▸ TASK TO COMPLETE:
The data below should be copied out exactly, with its pictures omitted.
━━━━
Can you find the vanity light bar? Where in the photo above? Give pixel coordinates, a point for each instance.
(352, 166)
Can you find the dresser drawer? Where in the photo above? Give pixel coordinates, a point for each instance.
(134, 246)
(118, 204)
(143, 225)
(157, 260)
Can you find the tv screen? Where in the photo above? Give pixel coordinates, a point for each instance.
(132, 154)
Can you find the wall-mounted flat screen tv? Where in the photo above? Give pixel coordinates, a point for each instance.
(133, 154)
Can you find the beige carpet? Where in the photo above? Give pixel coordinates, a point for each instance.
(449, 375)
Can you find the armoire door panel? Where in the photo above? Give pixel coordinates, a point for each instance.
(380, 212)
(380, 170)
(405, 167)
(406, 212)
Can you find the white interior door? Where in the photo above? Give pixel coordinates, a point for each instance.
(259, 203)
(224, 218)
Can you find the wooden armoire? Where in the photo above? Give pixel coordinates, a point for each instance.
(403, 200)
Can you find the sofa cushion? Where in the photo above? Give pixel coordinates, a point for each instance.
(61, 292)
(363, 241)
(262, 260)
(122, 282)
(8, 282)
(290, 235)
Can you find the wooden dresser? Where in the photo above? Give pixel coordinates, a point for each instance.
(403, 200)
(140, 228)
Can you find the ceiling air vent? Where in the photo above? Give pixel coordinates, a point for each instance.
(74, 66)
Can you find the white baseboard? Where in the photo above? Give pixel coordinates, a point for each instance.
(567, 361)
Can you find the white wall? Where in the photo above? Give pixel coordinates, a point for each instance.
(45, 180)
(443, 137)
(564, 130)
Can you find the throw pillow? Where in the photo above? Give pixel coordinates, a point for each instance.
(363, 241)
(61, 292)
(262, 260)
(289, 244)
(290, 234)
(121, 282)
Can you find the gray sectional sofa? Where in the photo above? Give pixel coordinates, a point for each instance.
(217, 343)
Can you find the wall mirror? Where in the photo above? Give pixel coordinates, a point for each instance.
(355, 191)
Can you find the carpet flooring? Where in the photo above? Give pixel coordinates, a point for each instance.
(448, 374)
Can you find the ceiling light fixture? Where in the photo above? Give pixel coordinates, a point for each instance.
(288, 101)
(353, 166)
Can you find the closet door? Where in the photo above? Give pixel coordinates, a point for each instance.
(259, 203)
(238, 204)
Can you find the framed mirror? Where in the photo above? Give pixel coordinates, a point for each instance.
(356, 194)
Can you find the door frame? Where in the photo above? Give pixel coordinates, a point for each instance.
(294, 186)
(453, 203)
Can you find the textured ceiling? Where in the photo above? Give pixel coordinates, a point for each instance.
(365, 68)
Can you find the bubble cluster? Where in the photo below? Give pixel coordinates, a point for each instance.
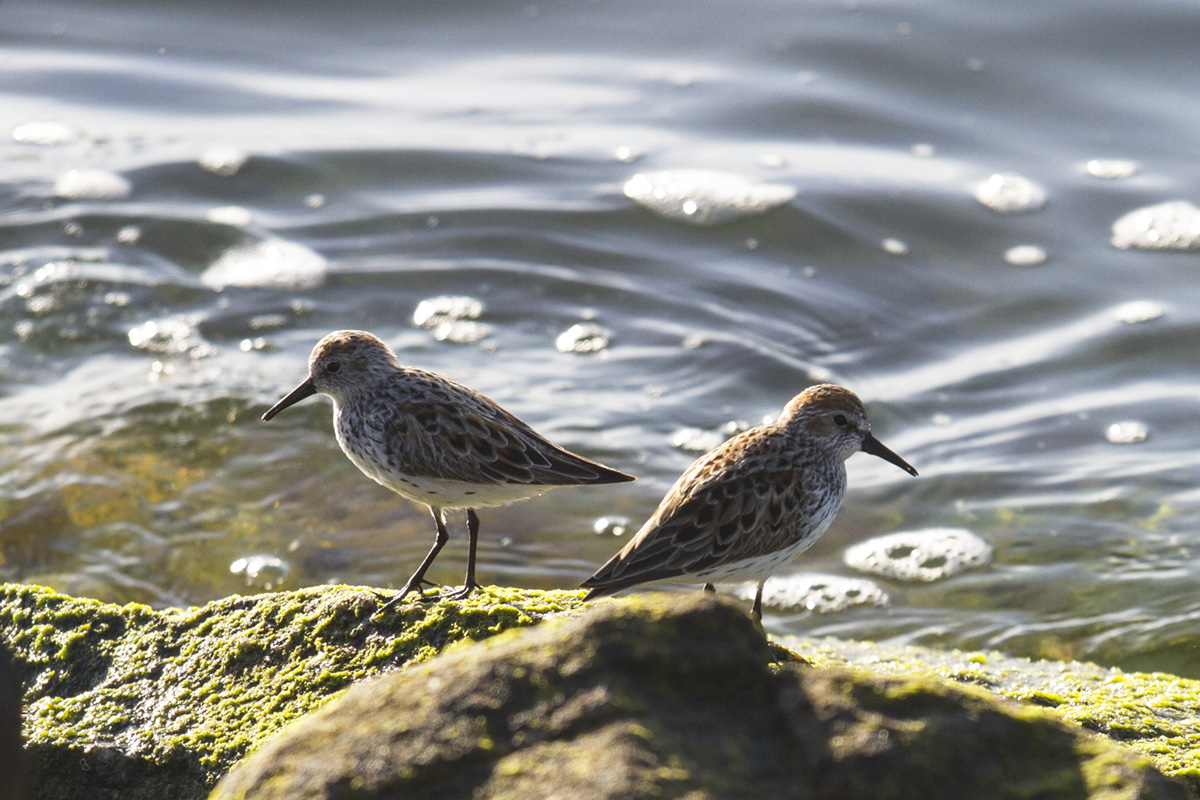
━━━━
▸ EXERCISE ANSWER:
Can you find the vanity light bar? Where in the photo above? Give pixel coordinates, a point for each instance.
(352, 166)
Can you find the dresser drawer? Where in the photo above? Give pixel coordinates, a point for each instance.
(134, 246)
(118, 204)
(143, 225)
(157, 260)
Can you find the tv screen? Where in the photo above? Give pixel coordinates, a point for each instance.
(132, 154)
Can you find the wall-mounted flat screen tv? Where in the photo above? Give pixel coordinates, a point for each instance.
(133, 154)
Can you find the beige carpet? Where in the photo above? Give pixel coordinates, a point for each instance.
(449, 375)
Can you find the armoire door panel? Where in the photo above? Give pixel coordinates, a point for each instance.
(380, 212)
(380, 170)
(405, 167)
(406, 212)
Can you find the white interior door? Where in the photo above? Give pixel coordinates, a point for each instance.
(259, 203)
(224, 218)
Can you find the wooden armoire? Where in the photo above? Give pixel coordinates, a point for each instance.
(403, 200)
Can you find the sofa cushion? Where in the photo above? Give pixel coordinates, a point for each instance.
(61, 292)
(363, 241)
(262, 260)
(122, 282)
(8, 282)
(290, 235)
Can you find the wooden dresser? Where in the photo above? Give pixel coordinates, a point for each instance.
(403, 200)
(140, 228)
Can you find the ceiling air vent? Where in the photo above? Give pixel coordinates, a point for each instance.
(74, 66)
Can you find the white baseboard? Where in the photo above? Give pixel coordinates, a point for each instance.
(567, 361)
Can you find the white wall? Where in the photo above? Give pixel coordinates, a point for each instance.
(45, 180)
(443, 137)
(564, 130)
Can you find the throw pillow? Where in the photo above? Give pixel coordinates, a point for each instance.
(363, 241)
(61, 292)
(262, 260)
(289, 244)
(290, 234)
(121, 282)
Can you find the gray sectional sofa? Where in the photo above? Give pixel coordinates, a point for each instance.
(217, 343)
Can you find the wall mirror? Where in the photo above? Give pixel coordinates, a point for each instance.
(355, 191)
Can you find the carpet flooring? Where in the photo above? Give pixel coordinates, a point for each instance.
(448, 374)
Can you find the ceiling light fixture? Where in the photo above? Give pixel coordinates, a point for each instance.
(288, 101)
(353, 166)
Can you find the closet door? Where in the photo above? Give pixel coordinates, a point for each instance.
(259, 203)
(238, 204)
Can you find the framed mirror? Where in the photo above? Give pixel coordinates, a point for each instance.
(356, 194)
Can you find the door frame? Where in the photo above? Give pixel coordinates, a point for each instance.
(294, 186)
(453, 203)
Can you find the textured ceiling? Where in the photo above? Give pixel coordinates, a point for each instance.
(365, 68)
Can you find the bubble cluster? Where in the photo below? Give pixel coordinates, a point for each instance.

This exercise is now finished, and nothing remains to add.